Collection entries:
————
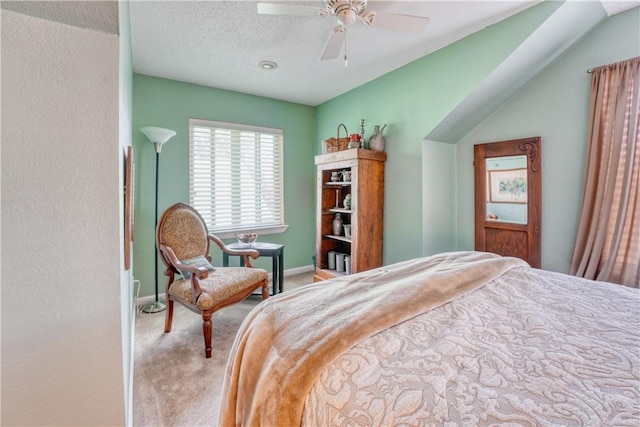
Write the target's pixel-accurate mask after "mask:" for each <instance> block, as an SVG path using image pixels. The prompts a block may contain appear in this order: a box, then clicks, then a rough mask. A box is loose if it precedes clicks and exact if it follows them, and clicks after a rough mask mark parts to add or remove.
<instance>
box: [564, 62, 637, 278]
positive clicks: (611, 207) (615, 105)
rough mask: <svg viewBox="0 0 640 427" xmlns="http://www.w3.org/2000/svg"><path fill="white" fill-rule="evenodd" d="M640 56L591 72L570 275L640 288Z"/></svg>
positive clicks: (604, 67)
mask: <svg viewBox="0 0 640 427" xmlns="http://www.w3.org/2000/svg"><path fill="white" fill-rule="evenodd" d="M639 86H640V57H638V58H633V59H630V60H628V61H623V62H620V63H617V64H612V65H607V66H604V67H599V68H596V69H595V70H593V74H592V82H591V108H590V115H589V140H588V148H587V163H586V169H585V179H584V190H583V194H582V210H581V214H580V224H579V228H578V235H577V238H576V243H575V246H574V252H573V258H572V260H571V268H570V273H571V274H573V275H576V276H580V277H586V278H588V279H595V280H604V281H609V282H614V283H620V284H623V285H627V286H632V287H636V288H637V287H640V97H639V96H638V91H639Z"/></svg>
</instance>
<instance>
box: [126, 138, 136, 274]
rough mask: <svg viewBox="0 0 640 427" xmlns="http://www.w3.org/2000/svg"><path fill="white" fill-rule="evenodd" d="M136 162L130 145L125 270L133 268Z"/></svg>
mask: <svg viewBox="0 0 640 427" xmlns="http://www.w3.org/2000/svg"><path fill="white" fill-rule="evenodd" d="M134 177H135V162H134V160H133V147H132V146H131V145H129V146H128V147H127V152H126V155H125V169H124V269H125V270H129V269H130V268H131V243H132V242H133V200H134V199H133V189H134V188H135V187H134Z"/></svg>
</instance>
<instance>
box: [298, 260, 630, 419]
mask: <svg viewBox="0 0 640 427" xmlns="http://www.w3.org/2000/svg"><path fill="white" fill-rule="evenodd" d="M302 425H305V426H341V425H358V426H398V425H402V426H431V425H438V426H473V427H476V426H494V425H509V426H572V425H582V426H616V427H619V426H630V427H631V426H634V427H638V426H640V291H638V290H637V289H632V288H628V287H625V286H620V285H613V284H610V283H602V282H593V281H589V280H585V279H580V278H577V277H573V276H567V275H565V274H560V273H554V272H549V271H544V270H538V269H531V268H528V267H518V268H513V269H511V270H509V271H507V272H506V273H505V274H503V275H501V276H500V277H498V278H496V279H494V280H492V281H491V282H490V283H488V284H487V285H485V286H483V287H482V288H481V289H478V290H476V291H475V292H471V293H469V294H466V295H464V296H462V297H460V298H457V299H456V300H454V301H451V302H450V303H448V304H445V305H442V306H440V307H437V308H434V309H433V310H431V311H429V312H428V313H424V314H420V315H418V316H415V317H413V318H411V319H408V320H406V321H405V322H402V323H400V324H398V325H395V326H393V327H391V328H389V329H385V330H384V331H381V332H380V333H378V334H376V335H374V336H371V337H368V338H366V339H365V340H363V341H361V342H360V343H358V344H356V345H355V346H353V347H352V348H350V349H348V350H346V351H345V352H343V353H342V354H341V355H340V356H339V357H338V358H337V359H336V360H334V361H333V362H331V363H330V364H329V365H328V366H327V367H326V368H325V369H324V370H323V372H322V373H321V374H320V377H319V379H318V381H317V382H316V383H315V384H314V386H313V387H312V389H311V392H310V393H309V396H308V398H307V402H306V403H305V410H304V414H303V422H302Z"/></svg>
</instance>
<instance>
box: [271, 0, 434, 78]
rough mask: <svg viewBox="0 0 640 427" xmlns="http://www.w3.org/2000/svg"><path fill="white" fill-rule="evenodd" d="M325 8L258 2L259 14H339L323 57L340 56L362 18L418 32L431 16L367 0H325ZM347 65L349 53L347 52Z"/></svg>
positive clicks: (406, 29) (380, 24)
mask: <svg viewBox="0 0 640 427" xmlns="http://www.w3.org/2000/svg"><path fill="white" fill-rule="evenodd" d="M324 4H325V7H323V8H317V7H311V6H301V5H296V4H286V3H263V2H260V3H258V13H259V14H263V15H286V16H335V17H336V18H337V21H338V25H337V26H336V27H335V28H334V29H333V30H332V31H331V34H330V35H329V39H328V40H327V43H326V44H325V46H324V49H323V50H322V54H321V55H320V59H321V60H325V59H333V58H337V57H338V55H339V54H340V50H341V49H342V46H343V45H344V44H345V40H346V32H347V27H348V26H349V25H352V24H354V23H355V22H356V21H360V22H361V23H362V24H364V25H370V26H372V27H378V28H384V29H387V30H391V31H397V32H402V33H409V34H418V33H419V32H420V31H422V29H423V28H424V27H425V25H426V24H427V23H428V22H429V18H426V17H422V16H413V15H401V14H397V13H389V12H374V11H368V10H367V0H325V1H324ZM344 61H345V66H346V65H347V53H346V48H345V54H344Z"/></svg>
————
= Task goal =
Nothing should be returned except the lines from the one containing "box: [271, 0, 434, 78]" through the last line of the data, each restated word for word.

= Response area =
box: [271, 0, 434, 78]
rough mask: <svg viewBox="0 0 640 427" xmlns="http://www.w3.org/2000/svg"><path fill="white" fill-rule="evenodd" d="M325 8L258 2L259 14H339L323 57L340 56L362 18L418 32L431 16L367 0H325ZM347 65L349 53L347 52Z"/></svg>
positive clicks: (406, 29) (380, 24)
mask: <svg viewBox="0 0 640 427" xmlns="http://www.w3.org/2000/svg"><path fill="white" fill-rule="evenodd" d="M324 4H325V7H323V8H317V7H311V6H301V5H296V4H286V3H263V2H260V3H258V13H259V14H263V15H286V16H335V17H336V18H337V21H338V25H337V26H336V27H335V28H334V29H333V30H332V31H331V34H330V35H329V39H328V40H327V43H326V44H325V46H324V49H323V50H322V54H321V55H320V59H321V60H325V59H333V58H337V57H338V55H339V54H340V50H341V49H342V46H343V45H344V44H345V40H346V32H347V27H348V26H349V25H352V24H354V23H355V22H356V21H360V22H361V23H362V24H364V25H370V26H372V27H378V28H384V29H387V30H391V31H397V32H402V33H409V34H418V33H419V32H420V31H422V29H423V28H424V27H425V25H426V24H427V23H428V22H429V18H426V17H422V16H413V15H401V14H397V13H389V12H374V11H368V10H367V0H325V1H324ZM344 61H345V66H346V65H347V53H346V48H345V54H344Z"/></svg>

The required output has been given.